[Dataset items]

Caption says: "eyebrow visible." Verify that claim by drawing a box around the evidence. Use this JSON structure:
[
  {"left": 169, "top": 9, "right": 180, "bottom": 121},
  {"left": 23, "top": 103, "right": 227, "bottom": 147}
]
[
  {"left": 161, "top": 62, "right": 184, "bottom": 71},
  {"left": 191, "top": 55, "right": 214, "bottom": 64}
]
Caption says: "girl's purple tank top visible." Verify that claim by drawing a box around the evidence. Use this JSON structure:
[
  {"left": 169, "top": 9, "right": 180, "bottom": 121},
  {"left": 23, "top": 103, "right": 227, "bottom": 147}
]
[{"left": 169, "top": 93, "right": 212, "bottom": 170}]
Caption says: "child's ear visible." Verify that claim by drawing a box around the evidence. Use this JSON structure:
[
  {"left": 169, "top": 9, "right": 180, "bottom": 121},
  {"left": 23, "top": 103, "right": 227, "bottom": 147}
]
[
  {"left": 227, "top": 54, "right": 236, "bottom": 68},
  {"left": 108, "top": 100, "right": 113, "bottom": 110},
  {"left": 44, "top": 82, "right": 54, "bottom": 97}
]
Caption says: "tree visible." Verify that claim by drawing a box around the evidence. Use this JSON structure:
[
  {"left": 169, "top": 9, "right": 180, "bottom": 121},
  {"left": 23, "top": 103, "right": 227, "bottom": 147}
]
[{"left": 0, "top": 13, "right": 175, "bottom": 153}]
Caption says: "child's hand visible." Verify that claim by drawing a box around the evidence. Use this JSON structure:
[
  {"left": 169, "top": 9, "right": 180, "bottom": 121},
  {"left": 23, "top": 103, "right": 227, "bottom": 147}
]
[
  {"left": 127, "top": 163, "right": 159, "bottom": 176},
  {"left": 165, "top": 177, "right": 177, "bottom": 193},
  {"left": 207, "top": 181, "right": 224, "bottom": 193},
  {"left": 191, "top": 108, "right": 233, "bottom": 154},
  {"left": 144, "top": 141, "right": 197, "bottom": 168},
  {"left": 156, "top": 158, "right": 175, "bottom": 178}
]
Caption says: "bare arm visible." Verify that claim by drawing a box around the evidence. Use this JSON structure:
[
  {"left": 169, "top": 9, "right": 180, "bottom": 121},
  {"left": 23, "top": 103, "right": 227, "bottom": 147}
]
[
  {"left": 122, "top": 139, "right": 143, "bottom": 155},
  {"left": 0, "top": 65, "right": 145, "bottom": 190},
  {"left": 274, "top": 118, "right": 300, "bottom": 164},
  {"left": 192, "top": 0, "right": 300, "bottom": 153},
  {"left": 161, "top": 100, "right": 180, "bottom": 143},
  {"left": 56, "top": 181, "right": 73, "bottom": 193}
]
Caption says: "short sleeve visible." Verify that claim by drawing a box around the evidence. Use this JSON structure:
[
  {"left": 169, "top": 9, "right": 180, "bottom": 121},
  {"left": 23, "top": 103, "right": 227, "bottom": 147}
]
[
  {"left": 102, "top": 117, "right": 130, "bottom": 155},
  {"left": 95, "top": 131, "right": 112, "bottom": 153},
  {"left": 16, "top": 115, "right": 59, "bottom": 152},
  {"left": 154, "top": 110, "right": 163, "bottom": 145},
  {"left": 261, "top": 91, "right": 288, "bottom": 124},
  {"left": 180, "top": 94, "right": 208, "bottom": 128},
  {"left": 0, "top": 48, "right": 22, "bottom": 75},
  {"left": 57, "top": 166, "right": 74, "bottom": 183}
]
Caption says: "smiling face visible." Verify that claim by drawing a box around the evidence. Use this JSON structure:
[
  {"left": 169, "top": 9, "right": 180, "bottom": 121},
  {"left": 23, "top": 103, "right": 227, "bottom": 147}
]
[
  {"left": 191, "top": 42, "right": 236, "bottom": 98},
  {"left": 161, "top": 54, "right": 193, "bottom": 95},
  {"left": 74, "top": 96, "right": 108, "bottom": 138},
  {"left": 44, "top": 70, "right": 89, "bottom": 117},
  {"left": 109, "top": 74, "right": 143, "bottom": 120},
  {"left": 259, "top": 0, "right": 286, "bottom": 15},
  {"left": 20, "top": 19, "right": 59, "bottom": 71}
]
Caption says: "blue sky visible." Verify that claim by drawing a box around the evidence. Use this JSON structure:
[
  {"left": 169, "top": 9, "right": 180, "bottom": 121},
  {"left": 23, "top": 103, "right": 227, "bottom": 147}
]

● **Work to be completed**
Return every line of the data above that contains the string "child". Copy each line in full.

● **Reply**
Caption says: "child's ear visible." Verify that claim by drawing a box around the evidence. Use this JSON structure:
Caption says: "child's hand visible." Verify that claim by drawing a box around the evidence. Use this JSON structure:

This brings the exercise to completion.